- What the task asks -
The reply should contain all of the data below, word for word.

(Data listing begins)

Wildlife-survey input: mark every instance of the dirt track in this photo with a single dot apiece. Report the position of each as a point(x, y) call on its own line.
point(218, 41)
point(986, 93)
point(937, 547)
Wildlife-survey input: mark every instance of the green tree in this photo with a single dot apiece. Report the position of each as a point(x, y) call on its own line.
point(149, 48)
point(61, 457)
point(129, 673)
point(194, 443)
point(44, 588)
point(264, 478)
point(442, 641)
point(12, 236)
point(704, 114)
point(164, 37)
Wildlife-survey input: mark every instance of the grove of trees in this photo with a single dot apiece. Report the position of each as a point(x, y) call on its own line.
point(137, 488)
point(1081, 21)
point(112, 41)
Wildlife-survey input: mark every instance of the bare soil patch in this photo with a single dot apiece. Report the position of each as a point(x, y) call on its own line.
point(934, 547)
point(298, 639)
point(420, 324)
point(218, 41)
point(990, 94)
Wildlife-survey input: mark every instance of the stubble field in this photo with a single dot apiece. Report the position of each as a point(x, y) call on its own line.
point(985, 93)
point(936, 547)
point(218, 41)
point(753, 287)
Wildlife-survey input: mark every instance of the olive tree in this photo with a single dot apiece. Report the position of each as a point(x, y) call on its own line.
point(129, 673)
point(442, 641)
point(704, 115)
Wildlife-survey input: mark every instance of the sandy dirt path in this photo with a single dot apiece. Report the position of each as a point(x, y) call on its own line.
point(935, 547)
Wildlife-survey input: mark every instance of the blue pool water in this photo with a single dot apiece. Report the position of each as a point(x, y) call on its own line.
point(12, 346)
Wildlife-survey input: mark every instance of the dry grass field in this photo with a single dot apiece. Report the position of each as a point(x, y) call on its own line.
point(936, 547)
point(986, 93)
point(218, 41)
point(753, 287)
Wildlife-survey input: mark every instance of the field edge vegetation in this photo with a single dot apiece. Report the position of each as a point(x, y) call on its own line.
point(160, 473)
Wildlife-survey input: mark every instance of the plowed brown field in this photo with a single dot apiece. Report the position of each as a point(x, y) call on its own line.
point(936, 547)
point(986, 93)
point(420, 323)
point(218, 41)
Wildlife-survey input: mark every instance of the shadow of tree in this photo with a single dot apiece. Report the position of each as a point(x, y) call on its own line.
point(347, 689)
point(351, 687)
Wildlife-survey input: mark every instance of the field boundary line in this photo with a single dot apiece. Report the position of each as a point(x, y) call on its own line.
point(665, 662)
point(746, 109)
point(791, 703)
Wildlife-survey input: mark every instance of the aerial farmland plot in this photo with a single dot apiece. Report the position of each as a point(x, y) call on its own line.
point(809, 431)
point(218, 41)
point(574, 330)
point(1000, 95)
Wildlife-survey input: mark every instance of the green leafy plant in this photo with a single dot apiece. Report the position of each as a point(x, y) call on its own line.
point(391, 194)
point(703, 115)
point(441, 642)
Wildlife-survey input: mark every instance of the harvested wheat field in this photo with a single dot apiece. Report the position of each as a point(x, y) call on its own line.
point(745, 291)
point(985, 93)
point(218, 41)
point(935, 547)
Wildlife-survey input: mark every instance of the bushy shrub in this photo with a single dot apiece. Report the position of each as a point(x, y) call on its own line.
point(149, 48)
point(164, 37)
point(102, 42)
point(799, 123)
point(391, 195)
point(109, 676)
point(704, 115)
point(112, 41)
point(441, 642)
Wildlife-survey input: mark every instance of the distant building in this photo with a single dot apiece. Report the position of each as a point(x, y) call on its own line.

(Data listing ends)

- Your solution -
Wildlife-survey input: mark every instance of the dirt track in this photo with a single dot apiece. Report the position of each as a point(x, y) call on its own line.
point(218, 41)
point(986, 93)
point(937, 547)
Wildlife-survey input: mark every instance of the green tree in this photo with a single dot apiece. Report the position of each as a point(x, y) call on its own line.
point(149, 48)
point(61, 457)
point(129, 673)
point(194, 443)
point(44, 588)
point(264, 478)
point(442, 641)
point(12, 236)
point(704, 114)
point(164, 37)
Wildlife-survey input: mark every instance of the grove of trees in this photo with a single dot apiece. Report the position of each as a point(x, y) call on its own line.
point(137, 488)
point(1081, 21)
point(112, 41)
Wildlife-survey input: mark every instance of the bare soil patch in this photo with a single dot apiece. Report the position of each as a point(x, y) call on its own line.
point(934, 547)
point(298, 639)
point(420, 324)
point(218, 41)
point(990, 94)
Wildlife-survey input: mark every instance of the stubble field in this photo with a single dot apiece. Report the position of each as a point(x, y) call on its own line.
point(985, 93)
point(936, 547)
point(218, 41)
point(753, 287)
Wildlife-survey input: mark every instance of the olive tree in this photo with a single dot apiece. Report the position of each as a point(x, y) call on its own line.
point(129, 673)
point(442, 641)
point(704, 115)
Wildlife-survey input: mark every instance of the sandy dirt path in this photo with a single dot apiece. Report the position of each as a point(x, y) call on its own line.
point(935, 547)
Wildlife-survey input: mark every instance of the blue pool water in this photo with a single dot apiece. Report the position of each as a point(x, y) call on its own line.
point(12, 346)
Wildlife-survey input: mark every instance of the dry grass field in this photo with a single dot apiece. Report the position of each as a point(x, y) call on its own line.
point(936, 547)
point(986, 93)
point(218, 41)
point(753, 287)
Wildlife-survey input: mark every instance of the field edge vegetation in this photo with a single dot apiece. Report the position of each as a point(x, y) call on its own line.
point(160, 473)
Wildlife-survey input: mark every instance of the plowed brown field in this photo with a single dot apiece. Report the position of each as a point(x, y) call on its own line.
point(936, 547)
point(986, 93)
point(420, 323)
point(218, 41)
Wildlife-survey input: mark every instance of the shadow of tree in this photo with a single dot apiece. Report the position of each as a point(x, y) call on its own line.
point(347, 689)
point(351, 687)
Wildlife-survey input: mark every instance of the field boundary line in this photo with a single dot apiece. Report the position of each as a point(x, y) call on its own line.
point(665, 662)
point(746, 109)
point(791, 703)
Wildlife-survey input: mark every instance of the aerial farmland plot in this photo with a single dot apiece. Report the position of each as a point(x, y) call on its own line.
point(809, 431)
point(218, 41)
point(574, 330)
point(1000, 95)
Wildlife-survey input: mark every instance of the green leafy plant in this photo with a single dot apiece. Report the position of each as a point(x, y) call on its own line.
point(391, 194)
point(703, 115)
point(441, 642)
Wildlife-survey input: mark every instance of the harvested wheat field in this photo with a single dot apiece. Report the position of each as a point(x, y) call on its own line.
point(745, 291)
point(985, 93)
point(218, 41)
point(935, 547)
Wildlife-survey input: mark every instance of the bushy shrub in this photo with a single dot apiece. Report the position of each as a point(x, y) call on its own line.
point(149, 48)
point(164, 37)
point(102, 42)
point(799, 123)
point(391, 195)
point(109, 676)
point(704, 115)
point(112, 41)
point(441, 642)
Wildlife-survey input: mark every instance of the distant building in this photo with a single dot apiece. Report the position of each as a point(x, y) call on its own line.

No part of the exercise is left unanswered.